Task requirements: Rewrite the lines below, replacing "single spaces" with "tabs" wherever it occurs and leaving everything else as it is. Omit the pictures from your version.

Task input:
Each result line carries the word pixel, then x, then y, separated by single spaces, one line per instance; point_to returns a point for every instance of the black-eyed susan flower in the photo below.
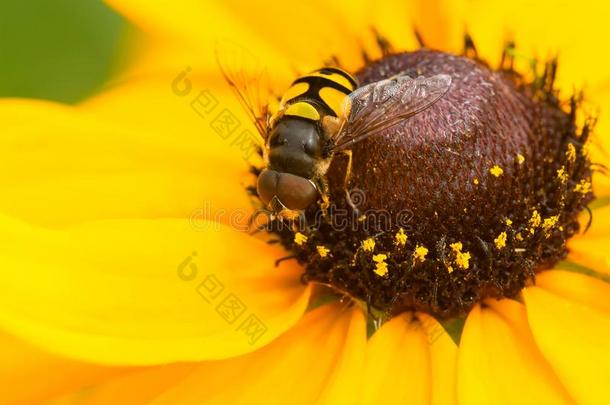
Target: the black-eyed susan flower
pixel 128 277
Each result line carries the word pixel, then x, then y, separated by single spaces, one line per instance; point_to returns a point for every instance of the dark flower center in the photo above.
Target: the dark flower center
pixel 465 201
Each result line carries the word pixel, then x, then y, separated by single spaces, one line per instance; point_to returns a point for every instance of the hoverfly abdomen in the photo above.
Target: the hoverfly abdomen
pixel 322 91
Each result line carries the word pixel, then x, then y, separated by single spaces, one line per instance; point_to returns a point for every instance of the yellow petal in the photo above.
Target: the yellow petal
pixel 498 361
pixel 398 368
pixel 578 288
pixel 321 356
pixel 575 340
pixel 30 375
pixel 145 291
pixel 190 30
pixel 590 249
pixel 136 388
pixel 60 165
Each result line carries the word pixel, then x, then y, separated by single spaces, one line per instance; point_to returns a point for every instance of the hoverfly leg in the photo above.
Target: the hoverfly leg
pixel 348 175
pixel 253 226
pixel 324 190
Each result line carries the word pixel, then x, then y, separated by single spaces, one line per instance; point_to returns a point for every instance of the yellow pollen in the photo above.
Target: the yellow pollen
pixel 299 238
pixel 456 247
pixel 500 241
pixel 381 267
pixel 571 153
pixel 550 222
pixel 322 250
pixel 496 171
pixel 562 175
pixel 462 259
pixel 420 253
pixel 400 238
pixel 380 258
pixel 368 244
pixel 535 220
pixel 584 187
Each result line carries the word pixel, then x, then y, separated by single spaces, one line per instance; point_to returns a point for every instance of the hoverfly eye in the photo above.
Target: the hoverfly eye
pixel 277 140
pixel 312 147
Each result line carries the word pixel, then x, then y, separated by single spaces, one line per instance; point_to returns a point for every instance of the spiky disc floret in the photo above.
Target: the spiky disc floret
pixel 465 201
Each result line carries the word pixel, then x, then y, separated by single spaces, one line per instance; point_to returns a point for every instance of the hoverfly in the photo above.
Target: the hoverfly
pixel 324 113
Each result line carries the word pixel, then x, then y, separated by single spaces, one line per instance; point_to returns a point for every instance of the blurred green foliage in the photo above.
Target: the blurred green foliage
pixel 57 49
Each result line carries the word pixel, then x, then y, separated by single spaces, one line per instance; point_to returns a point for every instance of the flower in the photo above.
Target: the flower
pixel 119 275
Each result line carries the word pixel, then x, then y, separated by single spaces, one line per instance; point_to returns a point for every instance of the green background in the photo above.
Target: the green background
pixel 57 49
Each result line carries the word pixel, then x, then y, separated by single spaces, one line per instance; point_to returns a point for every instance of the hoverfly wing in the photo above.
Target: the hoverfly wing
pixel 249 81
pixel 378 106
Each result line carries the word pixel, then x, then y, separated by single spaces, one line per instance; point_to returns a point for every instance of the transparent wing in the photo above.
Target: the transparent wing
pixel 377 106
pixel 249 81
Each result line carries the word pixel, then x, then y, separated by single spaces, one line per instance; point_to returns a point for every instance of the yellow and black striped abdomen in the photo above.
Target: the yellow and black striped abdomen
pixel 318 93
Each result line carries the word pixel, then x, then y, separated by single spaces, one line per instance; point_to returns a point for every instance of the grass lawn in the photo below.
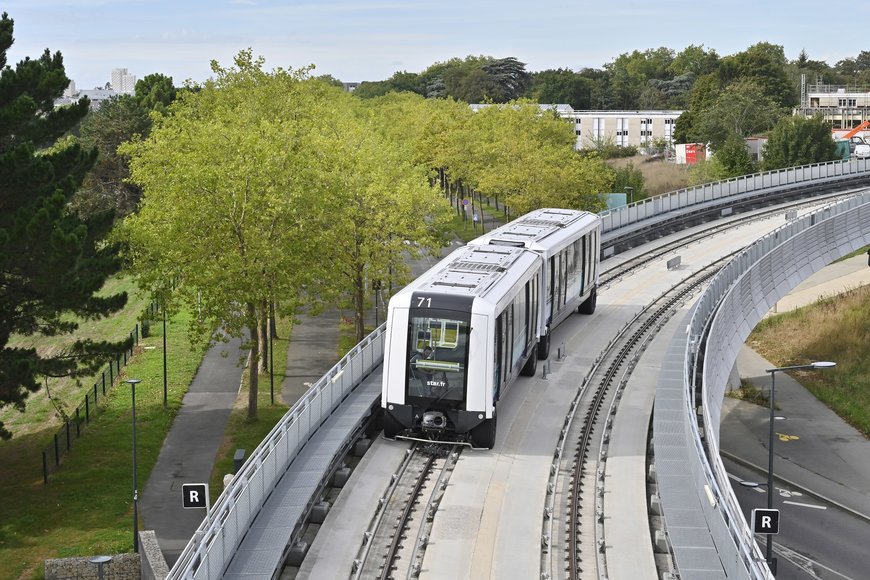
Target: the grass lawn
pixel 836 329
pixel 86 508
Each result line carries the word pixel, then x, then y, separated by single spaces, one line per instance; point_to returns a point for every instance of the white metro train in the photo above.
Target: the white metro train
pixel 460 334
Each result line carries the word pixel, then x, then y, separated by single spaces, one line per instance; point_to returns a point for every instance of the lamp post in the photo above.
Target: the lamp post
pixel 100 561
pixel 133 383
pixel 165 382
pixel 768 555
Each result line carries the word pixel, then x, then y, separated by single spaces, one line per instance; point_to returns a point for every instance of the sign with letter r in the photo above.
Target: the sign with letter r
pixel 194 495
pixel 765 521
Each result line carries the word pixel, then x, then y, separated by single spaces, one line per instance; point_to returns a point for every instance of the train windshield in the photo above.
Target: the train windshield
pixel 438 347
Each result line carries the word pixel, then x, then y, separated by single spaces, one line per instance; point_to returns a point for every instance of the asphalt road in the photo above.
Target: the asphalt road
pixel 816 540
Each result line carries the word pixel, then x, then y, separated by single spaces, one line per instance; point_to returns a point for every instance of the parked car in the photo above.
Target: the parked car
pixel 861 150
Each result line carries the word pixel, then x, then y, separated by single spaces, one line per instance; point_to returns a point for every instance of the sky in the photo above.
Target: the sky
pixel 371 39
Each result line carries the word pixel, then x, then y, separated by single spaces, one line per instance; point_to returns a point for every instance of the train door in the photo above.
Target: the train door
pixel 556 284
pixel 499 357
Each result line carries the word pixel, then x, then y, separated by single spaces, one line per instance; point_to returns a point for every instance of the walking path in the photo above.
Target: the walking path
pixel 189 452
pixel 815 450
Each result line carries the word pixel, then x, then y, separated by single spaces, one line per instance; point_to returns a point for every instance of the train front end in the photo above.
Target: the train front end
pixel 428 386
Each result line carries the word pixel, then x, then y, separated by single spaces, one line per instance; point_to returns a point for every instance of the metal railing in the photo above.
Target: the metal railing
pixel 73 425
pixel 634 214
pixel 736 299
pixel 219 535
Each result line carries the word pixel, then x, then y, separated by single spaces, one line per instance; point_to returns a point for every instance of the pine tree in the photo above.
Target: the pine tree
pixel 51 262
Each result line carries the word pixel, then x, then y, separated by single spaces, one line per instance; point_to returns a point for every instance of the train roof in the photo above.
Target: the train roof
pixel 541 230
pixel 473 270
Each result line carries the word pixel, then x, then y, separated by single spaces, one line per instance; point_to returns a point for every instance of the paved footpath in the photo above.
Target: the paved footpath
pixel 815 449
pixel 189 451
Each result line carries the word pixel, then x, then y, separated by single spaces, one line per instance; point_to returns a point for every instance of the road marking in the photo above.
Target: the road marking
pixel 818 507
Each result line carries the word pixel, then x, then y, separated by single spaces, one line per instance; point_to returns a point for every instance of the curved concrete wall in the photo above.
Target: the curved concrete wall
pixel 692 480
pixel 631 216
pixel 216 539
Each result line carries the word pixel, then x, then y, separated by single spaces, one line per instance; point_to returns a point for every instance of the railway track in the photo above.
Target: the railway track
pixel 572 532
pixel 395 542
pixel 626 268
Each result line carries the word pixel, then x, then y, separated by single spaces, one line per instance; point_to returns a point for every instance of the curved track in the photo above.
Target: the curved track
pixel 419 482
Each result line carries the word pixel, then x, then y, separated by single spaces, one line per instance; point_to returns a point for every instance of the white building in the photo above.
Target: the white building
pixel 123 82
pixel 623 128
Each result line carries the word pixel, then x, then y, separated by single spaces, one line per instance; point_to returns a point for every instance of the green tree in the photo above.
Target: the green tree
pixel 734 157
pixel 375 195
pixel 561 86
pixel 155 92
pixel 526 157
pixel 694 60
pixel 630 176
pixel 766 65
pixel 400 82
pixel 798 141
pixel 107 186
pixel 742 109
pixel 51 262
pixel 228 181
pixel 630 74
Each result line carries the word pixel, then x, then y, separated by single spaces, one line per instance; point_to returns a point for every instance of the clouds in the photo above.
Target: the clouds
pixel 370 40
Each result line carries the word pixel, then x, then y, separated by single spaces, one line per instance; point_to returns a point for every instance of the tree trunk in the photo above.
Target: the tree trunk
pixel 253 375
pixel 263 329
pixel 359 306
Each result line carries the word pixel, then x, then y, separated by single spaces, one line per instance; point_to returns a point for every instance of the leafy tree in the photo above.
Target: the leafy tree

Final result:
Each result line carries the word pixel, then x, then y, separated by tabs, one line per instance; point_to returns a point for every instance of the black-eyed susan flower in the photo below.
Target: the black-eyed susan flower
pixel 128 277
Each result line carries the word pixel, then x, then y, separated by tabs, one line per instance; point_to returns a point for every instance of the dark flower center in the photo above.
Target: the dark flower center
pixel 465 201
Each result line carries the word pixel, then x, then y, separated by tabs, one line per instance; point_to returns a point for every instance of the hoverfly abdomen in the photo above.
Target: the hoverfly abdomen
pixel 322 91
Each result line carries the word pixel, then x, then y, separated by tabs, one line per instance; point_to returns a point for every instance of the yellow petal in the photo above.
Target: the yellow petal
pixel 498 361
pixel 398 368
pixel 578 288
pixel 321 356
pixel 575 340
pixel 30 375
pixel 145 291
pixel 190 30
pixel 590 249
pixel 136 388
pixel 60 165
Each result line carries the word pixel, then x, then y, separated by tabs, one line per instance; point_to returns a point for every instance of the hoverfly leg in the photo above.
Target: the hoverfly leg
pixel 348 175
pixel 253 226
pixel 324 190
Each result line carries the word pixel, then x, then y, separated by tabs, one line per instance; point_to returns a point for every instance of the yellow pollen in the photo above.
Target: the yellow pollen
pixel 299 238
pixel 456 247
pixel 500 241
pixel 381 267
pixel 571 153
pixel 550 222
pixel 322 250
pixel 496 171
pixel 562 175
pixel 462 259
pixel 420 253
pixel 400 238
pixel 380 258
pixel 368 244
pixel 535 220
pixel 584 187
Each result line carries the word pixel, then x, then y, separated by tabs, one line per instance; point_to returns a point for every instance of the hoverfly eye in the photo above.
Target: the hoverfly eye
pixel 277 140
pixel 312 147
Each result line carries the word pixel, then x, then y, separated by tabs, one line per instance; point_to returns a point for every instance of the spiky disc floret in the photo above.
Target: the spiky disc floret
pixel 465 201
Each result line carries the word pixel, then x, then y, separated by tabs, one line per instance; point_to returns a point for every instance of the hoverfly in the photo above.
Target: the hoverfly
pixel 324 113
Each result line carries the word pixel, then x, then y, separated by tabs, one line per instance; point_to returns a point for every instance of the blurred green foliage in the photo above.
Target: the blurred green foliage
pixel 57 49
Each result line carries the word pixel, then x, then y, separated by tabs, one line per instance; point_to returns a point for every instance of the flower in the photo above.
Target: the flower
pixel 119 275
Each result line carries the word pixel, then x, then y, separated by tabs, one line per instance; point_to returns a point for every instance of the green background in the photo above.
Target: the green background
pixel 57 49
Each result line carries the word pixel, then x, then y, separated by tabs, one line per instance; point_to returns a point for every instance of the hoverfly wing in the photo above.
Target: the hoverfly wing
pixel 249 81
pixel 378 106
Each result line carries the word pixel, then x, then y, separated by tabs, one line per instance; point_to returns a point for every instance of the transparent wing in the photo above.
Target: the transparent wing
pixel 377 106
pixel 249 81
Each result line carries the word pixel, then x, then y, separated by tabs, one line per instance; point_to returns a point for every instance of the yellow and black striped abdomen in the photo above.
Target: the yellow and black striped abdomen
pixel 318 93
Each result line carries the word pixel, then x, then y, separated by tabs, one line per instance; point_to returns a point for every instance of the grass lawn in the photo below.
Target: the grass lawn
pixel 836 329
pixel 86 508
Each result line carries the word pixel, then x, then y, separated by tabs, one line per instance; point_to returns a point for every instance of the white metro train in the photo above.
Target: the white metro train
pixel 460 334
Each result line carries the word pixel, then x, then y, separated by tabs, one line per instance; point_to returns a point for every instance of the lamp post in the photo above.
Target: the lamp post
pixel 100 561
pixel 133 383
pixel 165 382
pixel 768 555
Each result line carries the word pixel, then x, then y, separated by tabs, one line per instance; point_to returns a point for every instance of the sign with letter r in the photo above.
Target: the sign with letter r
pixel 194 495
pixel 765 521
Each result line carries the word pixel, then x, then y, separated by tabs, one line per instance; point_to returns a point for every instance of the train windshield in the photo above.
Target: the train windshield
pixel 438 347
Each result line carries the word pixel, then x, then y, separated by tabs, one line per instance; point_to returns a point for every instance of the asphalt road in the photo above.
Target: the asphalt road
pixel 816 540
Each result line carries the word pixel, then x, then y, separated by tabs, one line per instance; point_to returns a point for every instance of the parked car in the photo above.
Target: the parked car
pixel 861 150
Each result line carries the word pixel, then x, then y, separated by tabs, one line per instance; point_to returns a point for every instance of the sky in the photo above.
Target: the sky
pixel 371 39
Each result line carries the word pixel, then x, then y, separated by tabs, one line per instance; point_to returns a point for every instance of the train door in the photo above.
Target: the train door
pixel 556 284
pixel 499 357
Each result line carries the word pixel, then x, then y, separated by tabs, one line per instance; point_to returns a point for every instance of the walking path in the photo above.
Target: the walking path
pixel 189 452
pixel 815 450
Each result line carries the word pixel, then x, then y, separated by tabs, one line per instance; point_to returns a point for every instance of the train front end in the photo above.
Target: the train front end
pixel 428 386
Each result line carries the word pixel, then x, then y, separated by tabs, one line per instance; point_to returns a point for every instance of the metal railing in the photo above.
Target: the metal railing
pixel 73 425
pixel 634 214
pixel 736 299
pixel 219 535
Each result line carries the word pixel, then x, then y, separated by tabs, one line per instance; point_to returns a point for every instance of the pine tree in the photo above.
Target: the pine tree
pixel 51 262
Each result line carries the word pixel, then x, then y, separated by tabs, one line per instance; point_to returns a point for every instance of the train roof in the photo above.
Target: the train roof
pixel 541 230
pixel 473 270
Each result line carries the word pixel, then x, then y, separated by tabs, one line per instance; point_to returns a point for every instance of the paved footpath in the photo above.
Target: the paved footpath
pixel 815 449
pixel 189 451
Each result line carries the word pixel, then x, then y, separated by tabs, one line per instance; point_to returns a point for every instance of the road marking in the photo above.
Target: the road marking
pixel 818 507
Each result line carries the word pixel, then x, then y, separated by tabs, one line per instance; point_to returns a point for every instance of the curved concrete wall in the photo above.
Target: the curved concrete wall
pixel 692 480
pixel 631 216
pixel 216 539
Each result line carries the word pixel, then x, then y, separated by tabs, one line per instance; point_to returns a point for every instance of the railway track in the photo above.
Target: the railway track
pixel 572 532
pixel 395 542
pixel 626 268
Each result line carries the word pixel, then x, then y, separated by tabs, one line per instance; point_to returns a point for every instance of the curved track in the photo above.
Target: the curved track
pixel 419 482
Each result line carries the word pixel, then x, then y, separated by tabs, one line per instance; point_to returns a point for every instance of the white building in the photo above.
Target: the white building
pixel 123 82
pixel 623 128
Each result line carries the word pixel, then x, then y, separated by tabs, one line per instance; point_to returns a point for every instance of the green tree in the photo above.
Target: the green tree
pixel 734 157
pixel 375 195
pixel 561 86
pixel 155 92
pixel 526 157
pixel 694 60
pixel 630 176
pixel 766 65
pixel 400 82
pixel 798 141
pixel 107 186
pixel 742 109
pixel 51 262
pixel 228 181
pixel 630 74
Each result line carries the word pixel, then x, then y, separated by tabs, one line per instance; point_to returns a point for every instance of the clouds in the photo above.
Target: the clouds
pixel 370 40
Each result line carries the word pixel, then x, then y, separated by tabs, one line per instance; point_to returns a point for every instance of the tree trunk in the photo above.
Target: the tree trunk
pixel 253 375
pixel 263 329
pixel 359 306
Each result line carries the word pixel, then x, then y, separated by tabs, one line per instance; point_to returns a point for every instance of the leafy tree in the photo above.
Target: the leafy tree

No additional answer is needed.